What the task asks → Continue the "Today In History" list with the entries that come after its final line.

Source excerpt →
# # # # # # #

Today In History...

In 1704 The Boston Newsletter published the first newspaper advertisement.
In 1840 The first adhesive postage stamps, "Penny Blacks" from England, were issued.
In 1860 The first school for deaf students was founded.
In 1869 Folies-Bergere opened in Paris, France.
In 1873 The first penny postcards in America were issued.
In 1884 Construction began on the first skyscraper, a 10-story structure in Chicago, IL, built by the Home Insurance Company of New York.
In 1893 The World's Columbian Exposition was officially opened in Chicago by President Cleveland.
In 1898 Commodore George Dewey gave the famous command, "You may fire when you are ready, Gridley," as American naval forces destroyed the Spanish Fleet in Manila Bay.
In 1931 New York's 102-story Empire State Building was dedicated.
In 1941 The Orson Welles film "Citizen Kane" opened at Radio City Music Hall.
In 1941 The cereal Cheerios was introduced by General Mills.
In 1945 A day after Adolf Hitler committed suicide, it was announced that Admiral Karl Doenitz had succeeded Hitler as leader of the Third Reich.
In 1947 Radar for commercial and private planes is first demonstrated.
In 1948 People's Democratic Republic of Korea (North Korea) is proclaimed.
In 1952 Mr. Potato Head, a put-together plastic toy, went on sale.
In 1960 The Soviet Union shot down an American U-2 reconnaissance plane near Sverdlovsk and captured its pilot, Francis Gary Powers.
In 1961 The first U.S. plane was hijacked in Cuba.
In 1961 Fidel Castro announced there would be no more elections in Cuba.
In 1963 James Whittaker of Redmond, Washington became the first American to reach the summit of Mount Everest.

# # # # # # #

Dataset extract →
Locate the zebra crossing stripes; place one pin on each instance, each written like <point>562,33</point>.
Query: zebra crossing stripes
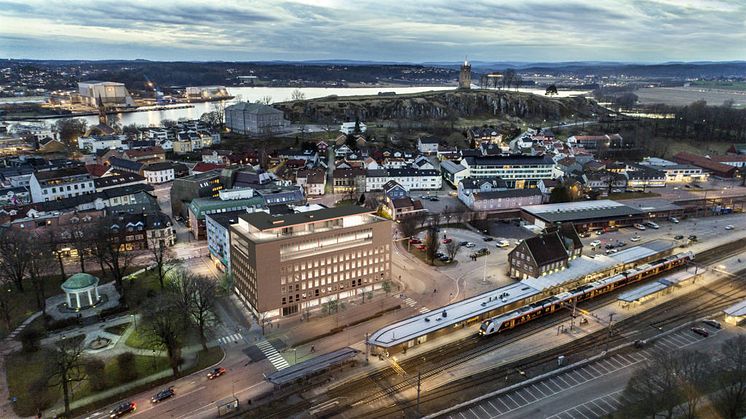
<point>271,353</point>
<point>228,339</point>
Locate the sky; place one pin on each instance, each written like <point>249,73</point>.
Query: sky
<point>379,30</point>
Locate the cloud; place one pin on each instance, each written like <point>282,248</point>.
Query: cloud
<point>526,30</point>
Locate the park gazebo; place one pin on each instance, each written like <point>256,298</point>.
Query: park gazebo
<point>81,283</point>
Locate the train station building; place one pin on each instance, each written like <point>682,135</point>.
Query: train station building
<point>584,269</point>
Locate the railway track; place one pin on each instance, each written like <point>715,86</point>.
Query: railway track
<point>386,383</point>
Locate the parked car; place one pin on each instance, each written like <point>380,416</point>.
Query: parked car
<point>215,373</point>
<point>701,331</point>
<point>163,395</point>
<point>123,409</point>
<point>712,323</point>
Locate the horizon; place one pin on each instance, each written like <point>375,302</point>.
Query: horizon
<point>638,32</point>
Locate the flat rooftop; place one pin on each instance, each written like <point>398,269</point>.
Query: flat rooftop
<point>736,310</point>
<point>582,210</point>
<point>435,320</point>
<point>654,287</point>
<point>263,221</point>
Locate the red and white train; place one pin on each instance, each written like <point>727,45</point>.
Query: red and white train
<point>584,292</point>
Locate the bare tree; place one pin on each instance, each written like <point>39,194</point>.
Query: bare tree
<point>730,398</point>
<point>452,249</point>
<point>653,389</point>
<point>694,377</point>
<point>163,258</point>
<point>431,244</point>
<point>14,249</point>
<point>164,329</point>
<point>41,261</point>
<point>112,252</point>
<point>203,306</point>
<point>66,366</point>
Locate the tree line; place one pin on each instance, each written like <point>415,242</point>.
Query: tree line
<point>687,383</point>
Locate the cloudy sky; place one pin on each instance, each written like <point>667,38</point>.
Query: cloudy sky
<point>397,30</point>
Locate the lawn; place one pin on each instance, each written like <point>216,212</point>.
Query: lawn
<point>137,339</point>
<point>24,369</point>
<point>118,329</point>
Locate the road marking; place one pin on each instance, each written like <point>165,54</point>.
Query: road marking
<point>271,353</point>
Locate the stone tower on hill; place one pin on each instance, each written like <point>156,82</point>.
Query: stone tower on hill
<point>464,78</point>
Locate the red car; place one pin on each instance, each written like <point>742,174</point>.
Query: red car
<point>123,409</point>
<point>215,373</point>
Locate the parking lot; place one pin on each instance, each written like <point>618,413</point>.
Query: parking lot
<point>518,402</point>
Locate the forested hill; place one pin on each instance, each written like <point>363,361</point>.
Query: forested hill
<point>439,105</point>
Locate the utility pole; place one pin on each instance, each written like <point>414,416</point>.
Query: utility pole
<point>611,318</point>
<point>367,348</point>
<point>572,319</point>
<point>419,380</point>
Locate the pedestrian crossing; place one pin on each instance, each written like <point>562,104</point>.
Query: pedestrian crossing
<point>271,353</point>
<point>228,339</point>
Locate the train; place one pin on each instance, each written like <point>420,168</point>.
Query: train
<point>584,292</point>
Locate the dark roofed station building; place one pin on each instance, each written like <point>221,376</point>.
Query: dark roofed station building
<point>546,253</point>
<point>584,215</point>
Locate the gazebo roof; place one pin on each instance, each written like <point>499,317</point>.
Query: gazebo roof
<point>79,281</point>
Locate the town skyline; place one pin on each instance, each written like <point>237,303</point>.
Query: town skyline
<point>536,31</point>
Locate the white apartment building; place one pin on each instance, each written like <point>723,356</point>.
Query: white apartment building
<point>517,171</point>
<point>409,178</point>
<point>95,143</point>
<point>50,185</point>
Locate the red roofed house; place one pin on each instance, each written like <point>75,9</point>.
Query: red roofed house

# # # # # # #

Result for this exercise →
In 1967 Anastasio Somoza Debayle became president of Nicaragua.
In 1971 Amtrak, which combined and streamlined the operations of 18 intercity passenger railroads, began service for the first time.
In 1972 "The Tonight Show" moved from New York City to Burbank, CA.
In 1978 Ernest Morial became the first black mayor of New Orleans, LA.
In 1981 Senator Harrison A. Williams Jr. (D-NJ) was convicted in New York of charges related to the FBI's "ABSCAM" investigation.
In 1983 President Reagan visited the Vietnam Veterans Memorial for the first time, placing a bouquet of yellow and pink flowers in front of the black granite walls.
In 1984 President Reagan ended his six-day visit to China by boarding Air Force One in Shanghai, then flying to Fairbanks, Alaska.
In 1985 Arriving in West Germany, President Reagan began a four-nation European visit by clamping a trade embargo on Nicaragua.
In 1987 During a visit to West Germany, Pope Paul II beatified Edith Stein, a Jewish-born Carmelite Nun gassed in a Nazi death camp.
In 1988 Newsweek reported that, according to a memoir by former White House Chief of Staff Donald Reagan, astrology had influenced the planning of President Reagan's schedule.
In 1989 Exxon proposed to let about half of Alaska's oily beaches clean themselves naturally, but the plan was rejected.
In 1989 The U.S. Supreme Court ruled that an employer has the legal burden of proving that its refusal to hire or promote someone is based on legitimate and not discriminatory reasons.
In 1990 Soviet President Mikhail Gorbachev and other Kremlin leaders were jeered by thousands during the annual May Day parade in Red Square.
In 1991 Nolan Ryan of the Texas Rangers threw his 7th no-hitter, shutting out the Toronto Blue Jays, 3-0. On the same day, Rickey Henderson of the Oakland A's set a major league record by stealing his 939th base during a game against the New York Yankees.
In 1992 On the third day of the Los Angeles riots, beaten motorist Rodney King appeared publicly to appeal for calm, asking, "Can we all get along?"
In 1993 The president of Sri Lanka (Ranasinghe Premadasa) was assassinated by a suicide bomber.
In 1994 Thirteen Rwandan Red Cross workers were killed along with 21 orphans in Butare, Rwanda.
In 1994 Israeli and PLO delegates opened a final round of talks in Cairo, Egypt, on Palestinian autonomy before signing an agreement on self-rule.
In 1995 Charges that Qubilah Shabazz, the daughter of Malcolm X, plotted to murder Nation of Islam leader Louis Farrakhan were dropped.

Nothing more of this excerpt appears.